**Pedido 1:** Reescreva em uma tabela Markdown as linhas da listagem, do início dela até a linha com "[[158, 309]]", inclusive, numerando cada linha na coluna Nº e pondo o texto dela na coluna Linha. Omita as linhas em branco.

**Trecho selecionado:**

= = = = =

O senhor já se chama a si mesmo de “Presidente”. Já organizou em sua casa a cerimónia de tomada de posse. Mas o desafio é simples: ganhou realmente o pleito eleitoral? Então, mostre as provas. Mostre as actas e editais. Não quer mostrar à CNE? Mostre à comunidade internacional. Não quer mostrar ao Conselho Constitucional? Mostre à Ordem dos Advogados. Deve haver alguém, neste mundo, que queira receber as “irrefutáveis” provas que você diz estarem em seu poder. Se não o fizer, ficaremos com a suspeita de que, você também, tenha medo da verdade, o mesmo medo que atribui aos seus adversários políticos.
Lembra-se das anteriores eleições a Presidente do Município? O senhor prometeu, frente às câmaras de televisão, que publicaria nos órgãos de comunicação e nas redes sociais as actas “verdadeiras” que estavam em seu poder. O que aconteceu? Estamos ainda à espera dessa prova.
Nessa outra campanha, o senhor anunciou que haveria uma marcha dos diplomatas para apoiarem a “verdade” da sua eleição. Sabia que era mentira. Sabia que nenhum diplomata estrangeiro se meteria a marchar nas ruas de Maputo. Mesmo assim, mais forte o impeliu a escolher a mentira. Peça a Deus que o ajude a entender essa pressa em chegar ao Poder, mesmo atropelando a verdade
Todos os partidos da oposição, igualmente lesados pelas fraudes, adoptaram uma mesma atitude. Aguardam serenamente pelo fim do processo. Todos esses partidos têm as mesmas suspeitas sobre a seriedade desse desfecho. Mas nenhum deles deixou de agir em conformidade com a lei. A sua pressa, caro VM7, em provocar caos nestes dias pode ser vista como uma prova do seu medo. Do seu medo em seguir os passos que você também, enquanto candidato, deve trilhar: não basta ter uma sala secreta em que fez a sua contagem paralela. O senhor tem o mesmo dever de todos os outros candidatos: apresente essas provas perante uma entidade credível que comprove a validade dos resultados. Quem não tem medo da verdade não vai pegar fogo à casa e, assim, apagar as provas do crime que alegadamente foi cometido pelos outros.

= = = = =

**Dados da tarefa:**

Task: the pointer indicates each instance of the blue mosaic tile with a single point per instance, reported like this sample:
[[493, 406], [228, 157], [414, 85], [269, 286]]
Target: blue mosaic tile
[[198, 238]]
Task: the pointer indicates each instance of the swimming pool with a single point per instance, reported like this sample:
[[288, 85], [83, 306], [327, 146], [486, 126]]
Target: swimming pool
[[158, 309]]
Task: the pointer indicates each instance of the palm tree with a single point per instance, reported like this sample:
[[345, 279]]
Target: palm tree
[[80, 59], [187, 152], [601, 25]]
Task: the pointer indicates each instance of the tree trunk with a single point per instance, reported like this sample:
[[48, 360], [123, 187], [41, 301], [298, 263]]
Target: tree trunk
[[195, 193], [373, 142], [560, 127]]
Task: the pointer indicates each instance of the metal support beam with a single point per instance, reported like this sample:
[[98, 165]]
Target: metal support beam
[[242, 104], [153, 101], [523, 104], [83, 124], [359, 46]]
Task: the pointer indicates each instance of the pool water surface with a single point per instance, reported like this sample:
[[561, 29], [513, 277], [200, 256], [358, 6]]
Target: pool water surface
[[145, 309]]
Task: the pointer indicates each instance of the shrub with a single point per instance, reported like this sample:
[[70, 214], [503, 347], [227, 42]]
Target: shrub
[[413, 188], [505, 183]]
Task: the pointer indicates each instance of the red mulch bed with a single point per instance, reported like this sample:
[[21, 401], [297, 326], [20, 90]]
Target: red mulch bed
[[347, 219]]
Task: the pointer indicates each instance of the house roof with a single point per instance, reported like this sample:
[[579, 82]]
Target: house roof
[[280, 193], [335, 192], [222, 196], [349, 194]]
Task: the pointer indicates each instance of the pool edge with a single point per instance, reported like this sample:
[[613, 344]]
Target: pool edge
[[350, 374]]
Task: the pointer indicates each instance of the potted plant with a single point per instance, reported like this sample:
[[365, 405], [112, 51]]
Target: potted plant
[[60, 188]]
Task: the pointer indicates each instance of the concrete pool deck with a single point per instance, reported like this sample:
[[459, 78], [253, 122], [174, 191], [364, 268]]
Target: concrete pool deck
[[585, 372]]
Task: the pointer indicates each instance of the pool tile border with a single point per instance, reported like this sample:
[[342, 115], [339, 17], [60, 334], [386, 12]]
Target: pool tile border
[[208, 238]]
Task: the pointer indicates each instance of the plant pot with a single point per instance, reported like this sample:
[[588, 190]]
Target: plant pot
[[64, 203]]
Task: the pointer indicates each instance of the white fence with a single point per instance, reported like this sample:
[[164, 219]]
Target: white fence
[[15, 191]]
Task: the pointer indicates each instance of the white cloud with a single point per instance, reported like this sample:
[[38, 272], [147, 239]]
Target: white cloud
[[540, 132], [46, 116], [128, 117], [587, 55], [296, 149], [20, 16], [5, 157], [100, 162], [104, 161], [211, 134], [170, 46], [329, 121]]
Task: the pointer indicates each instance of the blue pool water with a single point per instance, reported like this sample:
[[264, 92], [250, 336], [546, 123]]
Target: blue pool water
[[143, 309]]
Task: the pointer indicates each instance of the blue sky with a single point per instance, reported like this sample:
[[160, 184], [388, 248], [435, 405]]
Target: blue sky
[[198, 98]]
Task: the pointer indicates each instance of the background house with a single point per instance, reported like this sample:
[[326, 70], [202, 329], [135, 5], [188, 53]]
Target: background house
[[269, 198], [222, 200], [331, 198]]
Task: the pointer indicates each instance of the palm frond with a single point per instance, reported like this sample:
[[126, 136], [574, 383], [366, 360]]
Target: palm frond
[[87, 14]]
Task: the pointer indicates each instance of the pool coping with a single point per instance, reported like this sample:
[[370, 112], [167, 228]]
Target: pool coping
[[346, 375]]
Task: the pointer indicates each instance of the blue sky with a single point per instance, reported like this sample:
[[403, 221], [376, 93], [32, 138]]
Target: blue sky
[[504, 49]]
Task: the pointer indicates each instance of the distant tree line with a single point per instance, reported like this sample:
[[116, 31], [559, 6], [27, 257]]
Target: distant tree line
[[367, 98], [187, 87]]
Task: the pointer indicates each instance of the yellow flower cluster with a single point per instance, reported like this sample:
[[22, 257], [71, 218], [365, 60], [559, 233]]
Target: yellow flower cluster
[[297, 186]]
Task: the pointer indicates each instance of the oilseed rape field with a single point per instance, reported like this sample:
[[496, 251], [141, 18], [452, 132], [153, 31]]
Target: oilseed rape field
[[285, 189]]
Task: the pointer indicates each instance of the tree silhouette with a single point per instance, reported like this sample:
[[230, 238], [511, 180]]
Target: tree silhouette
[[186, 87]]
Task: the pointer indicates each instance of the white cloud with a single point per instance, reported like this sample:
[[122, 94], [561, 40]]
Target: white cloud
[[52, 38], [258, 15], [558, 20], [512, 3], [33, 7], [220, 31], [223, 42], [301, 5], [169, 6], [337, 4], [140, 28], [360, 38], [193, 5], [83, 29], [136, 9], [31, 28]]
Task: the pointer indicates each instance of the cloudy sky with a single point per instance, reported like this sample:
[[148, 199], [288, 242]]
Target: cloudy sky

= = = = =

**Pedido 2:** Prossiga o texto sobre a exigência de provas dos resultados eleitorais a partir da última frase apresentada.

**Resposta final 1:**
| Nº | Linha |
|---|---|
| 1 | Task: the pointer indicates each instance of the blue mosaic tile with a single point per instance, reported like this sample: |
| 2 | [[493, 406], [228, 157], [414, 85], [269, 286]] |
| 3 | Target: blue mosaic tile |
| 4 | [[198, 238]] |
| 5 | Task: the pointer indicates each instance of the swimming pool with a single point per instance, reported like this sample: |
| 6 | [[288, 85], [83, 306], [327, 146], [486, 126]] |
| 7 | Target: swimming pool |
| 8 | [[158, 309]] |

**Resposta final 2:**
Na sua mais recente alocução, o senhor misturou medidas imediatas (a habitual lista de ameaças) com a promessa de construir 3 milhões de casas. Talvez o senhor não tenha reparado: a campanha eleitoral já terminou! E depois, senhor engenheiro, o senhor não está perante um povo de analfabetos. Peça a uma criança da nossa escola para fazer as contas. Para cumprir essa meta teriam de ser erguidas 1643 casas por dia durante o seu mandato. Nem a China consegue tal feito. O senhor pode ser profeta. Mas não é Deus. Se quer que os outros respeitem a verdade, comece o senhor mesmo a mostrar-se como um homem de palavra.
E, sobretudo, seja corajoso. Demonstre a mesma coragem dos jovens a quem o senhor manda para a frente de batalha. Quer ser um líder? Dê o exemplo. E faça com que as suas manifestações sejam ordeiras, condene publicamente os excessos, deixe de incendiar ainda mais o que já está a arder. Colegas seus, que se opõem a este mesmo governo, organizaram manifestações que sucederam e sucedem sem desacatos. O caso de Quelimane é bem elucidativo. Ou se não quiser escutar ninguém, escute os conselhos divinos de um Deus que não confunde justiça com vingança. O vandalismo que leva ao assalto e destruição de bens públicos não são simples danos colaterais. Tudo isso, senhor engenheiro, é também da sua responsabilidade pessoal.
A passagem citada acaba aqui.